◆ **Work instructions**: Return the lines below exactly, starting with the line that contains "Task: for the roadway count, mark the perforated" and stopping after the last line.

──────── Input records

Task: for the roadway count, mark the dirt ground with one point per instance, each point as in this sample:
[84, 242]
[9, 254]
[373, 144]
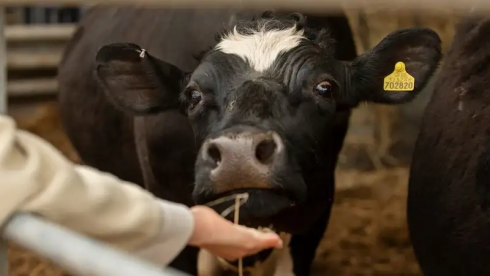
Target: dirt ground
[367, 234]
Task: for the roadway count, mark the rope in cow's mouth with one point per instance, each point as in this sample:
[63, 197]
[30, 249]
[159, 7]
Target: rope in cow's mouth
[240, 200]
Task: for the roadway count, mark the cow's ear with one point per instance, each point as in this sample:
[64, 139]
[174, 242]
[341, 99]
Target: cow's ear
[137, 82]
[394, 71]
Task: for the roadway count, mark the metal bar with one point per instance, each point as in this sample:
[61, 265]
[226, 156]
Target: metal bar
[297, 5]
[3, 64]
[75, 253]
[4, 264]
[39, 32]
[4, 269]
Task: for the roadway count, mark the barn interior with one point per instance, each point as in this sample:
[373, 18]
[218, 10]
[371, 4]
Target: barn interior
[367, 234]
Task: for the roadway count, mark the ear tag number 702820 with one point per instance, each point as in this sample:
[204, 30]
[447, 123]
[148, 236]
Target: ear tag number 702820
[399, 80]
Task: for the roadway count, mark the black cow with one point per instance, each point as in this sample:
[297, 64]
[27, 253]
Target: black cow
[449, 190]
[263, 108]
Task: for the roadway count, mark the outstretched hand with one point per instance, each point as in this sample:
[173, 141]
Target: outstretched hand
[225, 239]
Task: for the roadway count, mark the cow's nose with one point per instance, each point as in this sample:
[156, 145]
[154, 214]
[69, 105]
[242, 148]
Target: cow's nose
[243, 160]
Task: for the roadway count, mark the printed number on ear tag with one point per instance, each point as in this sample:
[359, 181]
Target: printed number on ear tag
[399, 80]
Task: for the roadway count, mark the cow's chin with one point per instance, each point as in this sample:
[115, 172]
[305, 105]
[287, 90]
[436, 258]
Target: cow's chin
[258, 209]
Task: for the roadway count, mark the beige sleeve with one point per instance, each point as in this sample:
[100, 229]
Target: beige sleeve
[36, 177]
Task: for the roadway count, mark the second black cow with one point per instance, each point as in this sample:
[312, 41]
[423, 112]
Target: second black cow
[264, 111]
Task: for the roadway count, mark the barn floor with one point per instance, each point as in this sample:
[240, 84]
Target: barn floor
[367, 234]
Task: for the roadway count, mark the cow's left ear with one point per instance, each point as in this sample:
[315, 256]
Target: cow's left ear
[396, 70]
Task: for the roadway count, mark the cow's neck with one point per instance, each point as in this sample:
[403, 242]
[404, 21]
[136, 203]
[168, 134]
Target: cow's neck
[141, 145]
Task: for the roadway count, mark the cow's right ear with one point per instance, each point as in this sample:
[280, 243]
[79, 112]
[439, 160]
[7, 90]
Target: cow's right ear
[137, 82]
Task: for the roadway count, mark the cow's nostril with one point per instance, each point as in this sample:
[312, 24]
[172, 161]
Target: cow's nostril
[214, 154]
[265, 151]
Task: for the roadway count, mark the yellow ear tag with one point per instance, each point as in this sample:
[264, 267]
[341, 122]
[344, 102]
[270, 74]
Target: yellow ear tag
[399, 80]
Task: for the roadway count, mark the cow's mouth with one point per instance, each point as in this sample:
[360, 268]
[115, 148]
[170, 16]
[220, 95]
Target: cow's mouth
[256, 209]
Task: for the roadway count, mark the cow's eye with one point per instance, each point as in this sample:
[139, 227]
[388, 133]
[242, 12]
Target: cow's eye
[324, 89]
[195, 97]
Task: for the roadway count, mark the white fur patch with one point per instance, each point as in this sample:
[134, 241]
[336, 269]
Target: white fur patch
[261, 48]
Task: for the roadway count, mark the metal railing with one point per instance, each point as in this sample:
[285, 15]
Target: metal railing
[73, 252]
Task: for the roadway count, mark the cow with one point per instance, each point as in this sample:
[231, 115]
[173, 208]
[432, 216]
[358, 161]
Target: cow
[448, 201]
[202, 104]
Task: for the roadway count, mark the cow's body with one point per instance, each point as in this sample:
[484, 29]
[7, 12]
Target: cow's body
[103, 135]
[268, 107]
[448, 204]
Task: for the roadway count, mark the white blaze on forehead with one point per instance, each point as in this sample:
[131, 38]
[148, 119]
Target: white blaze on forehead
[260, 48]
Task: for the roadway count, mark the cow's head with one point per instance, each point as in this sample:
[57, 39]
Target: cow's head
[262, 102]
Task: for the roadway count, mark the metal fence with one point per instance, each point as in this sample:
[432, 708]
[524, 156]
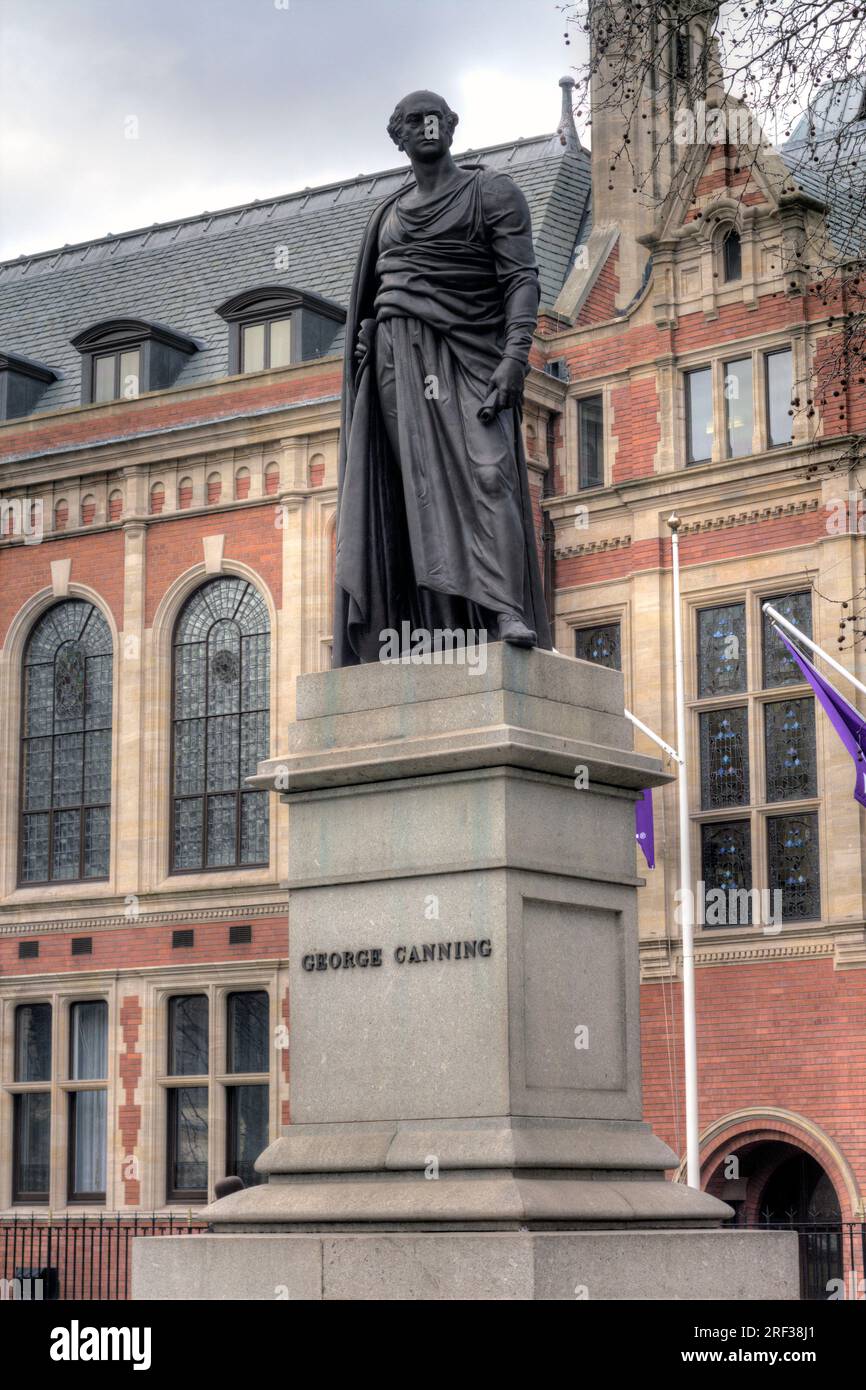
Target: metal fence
[831, 1258]
[77, 1257]
[88, 1257]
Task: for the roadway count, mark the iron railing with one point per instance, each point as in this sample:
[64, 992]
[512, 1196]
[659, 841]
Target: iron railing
[77, 1257]
[831, 1257]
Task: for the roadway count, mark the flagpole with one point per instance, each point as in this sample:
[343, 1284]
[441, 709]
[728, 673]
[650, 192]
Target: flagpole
[649, 734]
[685, 895]
[813, 647]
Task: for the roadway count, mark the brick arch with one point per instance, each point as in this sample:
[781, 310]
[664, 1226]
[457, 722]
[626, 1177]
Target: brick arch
[770, 1125]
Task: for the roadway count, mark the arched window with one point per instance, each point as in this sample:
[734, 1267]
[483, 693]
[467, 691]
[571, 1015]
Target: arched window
[221, 727]
[731, 256]
[66, 759]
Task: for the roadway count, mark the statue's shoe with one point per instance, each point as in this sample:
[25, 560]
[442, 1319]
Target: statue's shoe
[512, 630]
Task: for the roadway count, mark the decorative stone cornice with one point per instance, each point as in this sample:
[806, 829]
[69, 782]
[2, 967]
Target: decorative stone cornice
[205, 915]
[616, 542]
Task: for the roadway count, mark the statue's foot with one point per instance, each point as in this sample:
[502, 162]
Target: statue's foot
[512, 630]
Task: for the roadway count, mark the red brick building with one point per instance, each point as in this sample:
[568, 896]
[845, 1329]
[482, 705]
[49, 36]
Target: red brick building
[168, 481]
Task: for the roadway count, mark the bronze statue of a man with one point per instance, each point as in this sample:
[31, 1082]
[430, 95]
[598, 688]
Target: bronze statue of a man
[434, 516]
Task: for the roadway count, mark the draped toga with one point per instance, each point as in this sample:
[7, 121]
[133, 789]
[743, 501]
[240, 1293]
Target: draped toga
[434, 516]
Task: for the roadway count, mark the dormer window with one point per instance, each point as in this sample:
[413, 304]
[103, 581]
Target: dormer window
[21, 384]
[731, 256]
[123, 357]
[267, 344]
[275, 325]
[117, 375]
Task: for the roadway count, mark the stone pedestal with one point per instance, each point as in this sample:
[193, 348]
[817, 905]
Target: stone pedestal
[464, 1018]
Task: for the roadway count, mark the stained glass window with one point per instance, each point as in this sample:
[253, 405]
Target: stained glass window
[724, 758]
[221, 727]
[790, 749]
[591, 442]
[248, 1032]
[66, 772]
[722, 665]
[726, 862]
[599, 645]
[794, 866]
[779, 667]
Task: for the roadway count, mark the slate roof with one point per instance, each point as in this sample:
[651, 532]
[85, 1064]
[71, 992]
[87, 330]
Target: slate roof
[177, 273]
[826, 156]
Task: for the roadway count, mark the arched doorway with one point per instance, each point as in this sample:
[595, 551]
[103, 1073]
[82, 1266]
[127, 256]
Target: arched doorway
[777, 1184]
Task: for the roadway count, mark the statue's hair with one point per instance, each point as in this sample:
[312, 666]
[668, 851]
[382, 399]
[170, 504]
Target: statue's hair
[396, 118]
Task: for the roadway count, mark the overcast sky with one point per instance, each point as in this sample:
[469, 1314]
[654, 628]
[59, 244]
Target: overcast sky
[121, 113]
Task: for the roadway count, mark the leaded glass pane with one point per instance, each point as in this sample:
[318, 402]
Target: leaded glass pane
[32, 1144]
[67, 844]
[223, 669]
[599, 644]
[281, 342]
[780, 419]
[253, 348]
[96, 843]
[738, 406]
[253, 742]
[68, 769]
[722, 653]
[724, 758]
[221, 831]
[591, 442]
[88, 1116]
[39, 699]
[188, 1034]
[699, 414]
[790, 749]
[34, 1043]
[38, 774]
[103, 378]
[35, 848]
[188, 1125]
[221, 673]
[89, 1041]
[188, 827]
[223, 752]
[726, 859]
[255, 827]
[248, 1130]
[97, 767]
[67, 691]
[248, 1032]
[99, 692]
[70, 685]
[779, 667]
[189, 688]
[256, 677]
[794, 865]
[189, 756]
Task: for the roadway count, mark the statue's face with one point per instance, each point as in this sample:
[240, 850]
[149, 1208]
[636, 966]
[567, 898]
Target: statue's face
[426, 128]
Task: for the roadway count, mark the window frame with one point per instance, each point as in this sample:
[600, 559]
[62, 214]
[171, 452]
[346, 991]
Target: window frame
[24, 738]
[687, 374]
[218, 1080]
[758, 811]
[238, 865]
[580, 403]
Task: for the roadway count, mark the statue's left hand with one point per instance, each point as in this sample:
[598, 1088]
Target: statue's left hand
[505, 389]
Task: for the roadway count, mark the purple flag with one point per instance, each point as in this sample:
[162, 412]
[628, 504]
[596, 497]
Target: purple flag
[644, 829]
[848, 723]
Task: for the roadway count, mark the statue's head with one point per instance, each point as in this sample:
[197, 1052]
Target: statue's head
[423, 125]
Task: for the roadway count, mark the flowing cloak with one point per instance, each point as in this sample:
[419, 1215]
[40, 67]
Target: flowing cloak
[453, 514]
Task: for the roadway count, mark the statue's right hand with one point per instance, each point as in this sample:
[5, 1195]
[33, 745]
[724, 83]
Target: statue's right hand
[364, 339]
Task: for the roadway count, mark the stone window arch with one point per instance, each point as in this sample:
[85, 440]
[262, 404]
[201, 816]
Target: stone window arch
[66, 747]
[220, 727]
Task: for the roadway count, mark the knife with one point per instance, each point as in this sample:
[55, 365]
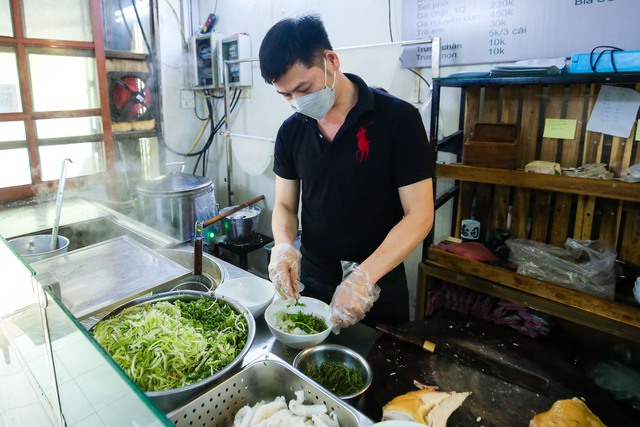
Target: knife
[473, 359]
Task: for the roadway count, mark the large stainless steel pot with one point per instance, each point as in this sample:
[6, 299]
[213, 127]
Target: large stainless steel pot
[173, 203]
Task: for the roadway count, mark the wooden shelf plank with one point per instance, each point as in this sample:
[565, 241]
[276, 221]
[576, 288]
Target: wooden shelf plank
[586, 303]
[611, 189]
[589, 319]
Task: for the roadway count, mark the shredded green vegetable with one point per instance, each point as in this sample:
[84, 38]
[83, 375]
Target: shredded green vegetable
[163, 346]
[301, 323]
[337, 378]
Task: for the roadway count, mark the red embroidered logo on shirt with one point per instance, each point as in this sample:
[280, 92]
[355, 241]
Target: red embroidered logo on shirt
[363, 144]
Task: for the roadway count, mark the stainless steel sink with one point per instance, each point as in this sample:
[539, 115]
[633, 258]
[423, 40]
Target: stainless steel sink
[214, 272]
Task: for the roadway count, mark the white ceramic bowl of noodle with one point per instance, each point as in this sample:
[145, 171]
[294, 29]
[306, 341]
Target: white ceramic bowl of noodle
[253, 292]
[308, 306]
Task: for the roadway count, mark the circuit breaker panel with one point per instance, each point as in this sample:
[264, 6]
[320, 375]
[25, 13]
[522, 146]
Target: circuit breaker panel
[207, 56]
[235, 48]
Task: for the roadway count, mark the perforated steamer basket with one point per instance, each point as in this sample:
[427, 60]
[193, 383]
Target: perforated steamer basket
[264, 379]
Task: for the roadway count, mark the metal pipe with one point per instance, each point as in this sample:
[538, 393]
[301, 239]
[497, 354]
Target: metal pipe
[56, 222]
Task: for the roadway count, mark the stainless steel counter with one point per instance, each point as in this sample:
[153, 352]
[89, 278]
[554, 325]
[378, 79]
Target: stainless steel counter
[359, 337]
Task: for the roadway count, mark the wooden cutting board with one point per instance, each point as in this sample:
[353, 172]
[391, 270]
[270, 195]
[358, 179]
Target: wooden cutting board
[493, 402]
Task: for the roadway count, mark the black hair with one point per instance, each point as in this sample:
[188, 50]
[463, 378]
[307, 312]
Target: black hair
[302, 39]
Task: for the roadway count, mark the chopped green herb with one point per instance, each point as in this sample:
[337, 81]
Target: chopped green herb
[163, 346]
[301, 323]
[337, 377]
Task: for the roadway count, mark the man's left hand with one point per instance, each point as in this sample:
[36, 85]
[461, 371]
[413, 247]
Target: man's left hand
[352, 299]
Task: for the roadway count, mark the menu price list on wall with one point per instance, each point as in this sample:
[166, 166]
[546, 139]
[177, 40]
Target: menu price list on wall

────────────────

◆ **Reply to the exercise**:
Task: for the roadway count, mark the perforated steamer basket with one point per instance, each point as in this sample:
[427, 60]
[193, 383]
Target: perforated steamer basket
[264, 379]
Task: for the roadway count, mark the metal pipe with one point per instance, each point as in this sample:
[538, 393]
[301, 239]
[497, 354]
Target: metal pipe
[56, 222]
Task: for the roadway count, mark the stainless steel counter with one point per instance, each point as in this sample:
[153, 352]
[89, 278]
[554, 325]
[378, 79]
Target: stainless steel counter
[359, 337]
Task: for the roadway count, mark the wooden cutting board with one point per instance, each point as in this sample:
[353, 172]
[391, 270]
[270, 195]
[358, 179]
Target: wooden cutting board
[493, 402]
Task: for the roadway count, mark the black hair with one point per instance, each point as in this sample:
[188, 50]
[463, 378]
[307, 312]
Target: black hair
[302, 39]
Task: for the roadway count, mark the chopped green herb with one point per instance, each point as in this sample:
[337, 81]
Target: chopped green herb
[163, 346]
[301, 323]
[337, 377]
Task: for the roadway count, mark the man's left hand with one point per instance, each point as in this sample:
[36, 85]
[461, 371]
[413, 247]
Target: man's left hand
[352, 299]
Task: for the roadway count, mark the menu price list on wall with one point per instance, each point as in this sample:
[166, 166]
[546, 139]
[177, 40]
Target: menu price list on wall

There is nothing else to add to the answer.